TASK DESCRIPTION:
The line containing "Place one point on every instance of the green suitcase." marks where to begin; quote it and every line after it through the end of the data, exactly as written.

-*-*-

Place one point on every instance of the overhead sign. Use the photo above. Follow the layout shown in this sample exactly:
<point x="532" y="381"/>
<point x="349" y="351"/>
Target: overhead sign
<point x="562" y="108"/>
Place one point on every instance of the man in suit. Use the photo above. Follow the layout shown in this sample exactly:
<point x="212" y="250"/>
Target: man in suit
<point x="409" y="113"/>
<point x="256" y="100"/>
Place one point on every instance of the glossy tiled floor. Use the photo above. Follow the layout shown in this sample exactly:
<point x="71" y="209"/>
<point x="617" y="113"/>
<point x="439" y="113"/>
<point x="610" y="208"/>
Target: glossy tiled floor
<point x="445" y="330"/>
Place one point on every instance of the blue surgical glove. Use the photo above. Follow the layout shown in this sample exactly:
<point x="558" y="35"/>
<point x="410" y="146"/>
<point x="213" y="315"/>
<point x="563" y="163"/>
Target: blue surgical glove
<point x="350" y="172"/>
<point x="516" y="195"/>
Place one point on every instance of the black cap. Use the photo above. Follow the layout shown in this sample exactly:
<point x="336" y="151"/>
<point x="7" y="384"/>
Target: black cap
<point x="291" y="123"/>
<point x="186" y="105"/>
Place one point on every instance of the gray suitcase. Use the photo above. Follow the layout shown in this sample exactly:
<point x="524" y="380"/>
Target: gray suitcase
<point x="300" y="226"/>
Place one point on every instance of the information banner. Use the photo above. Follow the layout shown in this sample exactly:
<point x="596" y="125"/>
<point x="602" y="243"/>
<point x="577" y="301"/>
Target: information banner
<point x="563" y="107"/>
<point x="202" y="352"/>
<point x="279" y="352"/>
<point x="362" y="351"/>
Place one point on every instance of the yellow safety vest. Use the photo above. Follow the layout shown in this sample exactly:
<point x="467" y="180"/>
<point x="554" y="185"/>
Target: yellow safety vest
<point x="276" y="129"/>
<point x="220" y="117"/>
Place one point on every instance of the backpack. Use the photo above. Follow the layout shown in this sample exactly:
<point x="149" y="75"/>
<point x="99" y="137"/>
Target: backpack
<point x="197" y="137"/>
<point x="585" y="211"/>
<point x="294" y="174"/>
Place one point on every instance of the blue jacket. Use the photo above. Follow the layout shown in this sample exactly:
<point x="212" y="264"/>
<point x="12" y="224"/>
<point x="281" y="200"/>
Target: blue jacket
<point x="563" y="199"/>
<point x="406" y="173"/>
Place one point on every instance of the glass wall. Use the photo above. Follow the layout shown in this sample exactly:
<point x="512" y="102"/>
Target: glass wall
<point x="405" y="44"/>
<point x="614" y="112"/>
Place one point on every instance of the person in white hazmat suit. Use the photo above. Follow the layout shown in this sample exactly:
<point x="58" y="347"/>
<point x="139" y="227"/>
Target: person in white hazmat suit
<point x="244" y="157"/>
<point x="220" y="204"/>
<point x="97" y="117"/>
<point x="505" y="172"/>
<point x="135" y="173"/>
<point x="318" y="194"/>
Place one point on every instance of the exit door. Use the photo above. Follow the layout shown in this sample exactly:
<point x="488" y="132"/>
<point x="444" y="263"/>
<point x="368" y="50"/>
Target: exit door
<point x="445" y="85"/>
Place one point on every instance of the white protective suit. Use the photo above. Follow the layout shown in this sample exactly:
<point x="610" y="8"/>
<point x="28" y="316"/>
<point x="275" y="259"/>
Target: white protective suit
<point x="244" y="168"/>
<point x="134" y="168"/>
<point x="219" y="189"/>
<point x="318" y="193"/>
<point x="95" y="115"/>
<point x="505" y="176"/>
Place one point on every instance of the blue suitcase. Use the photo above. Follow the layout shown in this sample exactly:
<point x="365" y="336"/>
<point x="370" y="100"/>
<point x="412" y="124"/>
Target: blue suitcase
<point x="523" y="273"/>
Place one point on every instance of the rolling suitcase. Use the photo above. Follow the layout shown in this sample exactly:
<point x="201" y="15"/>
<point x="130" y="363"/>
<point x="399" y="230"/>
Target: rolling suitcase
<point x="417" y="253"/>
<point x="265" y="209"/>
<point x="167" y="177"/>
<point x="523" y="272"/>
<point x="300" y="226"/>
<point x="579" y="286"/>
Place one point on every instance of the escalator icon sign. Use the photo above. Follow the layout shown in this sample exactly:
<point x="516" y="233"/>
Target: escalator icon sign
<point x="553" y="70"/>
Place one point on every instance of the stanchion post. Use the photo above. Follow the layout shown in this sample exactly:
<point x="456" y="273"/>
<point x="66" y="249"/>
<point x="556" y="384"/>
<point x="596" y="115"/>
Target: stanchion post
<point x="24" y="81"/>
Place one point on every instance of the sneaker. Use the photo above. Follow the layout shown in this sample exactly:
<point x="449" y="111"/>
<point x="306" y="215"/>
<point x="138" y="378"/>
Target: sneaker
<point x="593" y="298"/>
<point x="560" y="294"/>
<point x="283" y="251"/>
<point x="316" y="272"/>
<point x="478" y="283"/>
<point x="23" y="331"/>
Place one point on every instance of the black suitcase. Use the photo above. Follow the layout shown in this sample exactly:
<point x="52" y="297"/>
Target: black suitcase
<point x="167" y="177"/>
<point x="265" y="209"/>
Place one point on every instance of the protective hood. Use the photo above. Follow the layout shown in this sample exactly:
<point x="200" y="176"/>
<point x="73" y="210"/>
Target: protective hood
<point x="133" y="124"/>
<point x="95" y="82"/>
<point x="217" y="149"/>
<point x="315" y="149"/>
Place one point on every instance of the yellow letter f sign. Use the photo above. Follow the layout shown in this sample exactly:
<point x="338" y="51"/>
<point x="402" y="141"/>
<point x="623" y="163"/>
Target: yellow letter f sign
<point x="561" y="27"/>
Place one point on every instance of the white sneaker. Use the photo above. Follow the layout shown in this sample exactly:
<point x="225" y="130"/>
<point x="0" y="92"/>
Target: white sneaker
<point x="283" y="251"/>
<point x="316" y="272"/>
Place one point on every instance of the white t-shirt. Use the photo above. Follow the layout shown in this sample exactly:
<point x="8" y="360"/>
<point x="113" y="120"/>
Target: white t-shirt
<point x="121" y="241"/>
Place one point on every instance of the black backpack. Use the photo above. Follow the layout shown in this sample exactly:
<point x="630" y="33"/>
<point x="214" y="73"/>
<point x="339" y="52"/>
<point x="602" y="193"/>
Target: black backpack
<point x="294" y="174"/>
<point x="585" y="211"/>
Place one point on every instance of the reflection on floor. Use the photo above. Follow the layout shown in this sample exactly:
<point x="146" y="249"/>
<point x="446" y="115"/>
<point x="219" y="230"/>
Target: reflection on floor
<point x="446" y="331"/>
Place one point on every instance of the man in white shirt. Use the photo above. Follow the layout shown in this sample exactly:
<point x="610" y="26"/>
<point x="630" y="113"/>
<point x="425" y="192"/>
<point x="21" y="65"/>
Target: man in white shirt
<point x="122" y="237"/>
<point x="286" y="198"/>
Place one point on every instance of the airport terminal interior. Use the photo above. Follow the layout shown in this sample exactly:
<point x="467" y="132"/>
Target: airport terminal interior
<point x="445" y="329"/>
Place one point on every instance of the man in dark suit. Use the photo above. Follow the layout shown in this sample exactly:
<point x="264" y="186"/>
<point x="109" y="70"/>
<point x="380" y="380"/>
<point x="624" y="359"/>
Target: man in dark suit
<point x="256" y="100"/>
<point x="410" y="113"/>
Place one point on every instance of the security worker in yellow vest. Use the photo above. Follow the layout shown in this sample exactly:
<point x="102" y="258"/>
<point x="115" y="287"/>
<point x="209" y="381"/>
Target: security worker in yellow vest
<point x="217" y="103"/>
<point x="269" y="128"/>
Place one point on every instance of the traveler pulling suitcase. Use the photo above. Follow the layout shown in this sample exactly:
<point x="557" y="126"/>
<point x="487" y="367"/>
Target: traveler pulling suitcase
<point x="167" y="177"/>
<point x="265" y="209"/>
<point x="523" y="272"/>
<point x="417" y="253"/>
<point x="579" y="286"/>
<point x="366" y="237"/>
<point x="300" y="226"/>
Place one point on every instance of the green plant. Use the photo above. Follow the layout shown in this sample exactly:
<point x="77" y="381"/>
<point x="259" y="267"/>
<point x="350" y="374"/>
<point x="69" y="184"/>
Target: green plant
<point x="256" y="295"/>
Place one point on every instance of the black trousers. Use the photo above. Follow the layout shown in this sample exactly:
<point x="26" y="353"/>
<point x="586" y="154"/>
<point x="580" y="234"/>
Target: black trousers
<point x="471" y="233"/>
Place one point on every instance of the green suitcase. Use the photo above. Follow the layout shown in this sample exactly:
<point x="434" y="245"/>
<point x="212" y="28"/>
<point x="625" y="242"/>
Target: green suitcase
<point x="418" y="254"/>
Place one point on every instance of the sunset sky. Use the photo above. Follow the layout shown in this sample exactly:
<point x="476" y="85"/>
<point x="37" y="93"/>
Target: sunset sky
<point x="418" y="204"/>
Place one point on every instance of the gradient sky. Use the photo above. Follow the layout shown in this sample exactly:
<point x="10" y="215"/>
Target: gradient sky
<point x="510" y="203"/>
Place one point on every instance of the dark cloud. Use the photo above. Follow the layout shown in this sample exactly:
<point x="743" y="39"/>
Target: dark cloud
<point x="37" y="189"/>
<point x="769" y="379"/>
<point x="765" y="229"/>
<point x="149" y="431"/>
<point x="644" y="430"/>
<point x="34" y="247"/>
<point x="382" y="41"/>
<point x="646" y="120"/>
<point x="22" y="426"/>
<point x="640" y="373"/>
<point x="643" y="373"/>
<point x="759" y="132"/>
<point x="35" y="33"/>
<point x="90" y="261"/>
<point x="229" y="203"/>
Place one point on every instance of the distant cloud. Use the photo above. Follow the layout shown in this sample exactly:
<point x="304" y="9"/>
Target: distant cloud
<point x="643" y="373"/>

-*-*-

TASK SOLUTION:
Place one point on every instance of the green suitcase. Use the photo above. Follow the layout shown in this sample exactly:
<point x="434" y="245"/>
<point x="212" y="28"/>
<point x="625" y="242"/>
Target: green suitcase
<point x="418" y="254"/>
Place one point on every instance of the sunset sky. Use the photo above. Follow the layout shown in this sample exactly:
<point x="476" y="85"/>
<point x="37" y="93"/>
Target: sunset sky
<point x="418" y="204"/>
Place one point on every instance of the gradient sky. Use the photo above. Follow the layout shown in this sample exactly:
<point x="10" y="215"/>
Target: gradient sky
<point x="510" y="203"/>
Place one point on every instance of the dark cloud. Use the photo above. Follow the layout shown in this sample exactly:
<point x="743" y="39"/>
Target: dark cloud
<point x="37" y="189"/>
<point x="769" y="379"/>
<point x="765" y="229"/>
<point x="149" y="431"/>
<point x="644" y="430"/>
<point x="34" y="247"/>
<point x="382" y="41"/>
<point x="646" y="120"/>
<point x="22" y="426"/>
<point x="640" y="373"/>
<point x="643" y="373"/>
<point x="759" y="132"/>
<point x="35" y="33"/>
<point x="90" y="261"/>
<point x="229" y="203"/>
Place one point on every instance of the distant cloud. Use the photo above. Follow the layout shown in this sample exactly:
<point x="304" y="9"/>
Target: distant cloud
<point x="643" y="373"/>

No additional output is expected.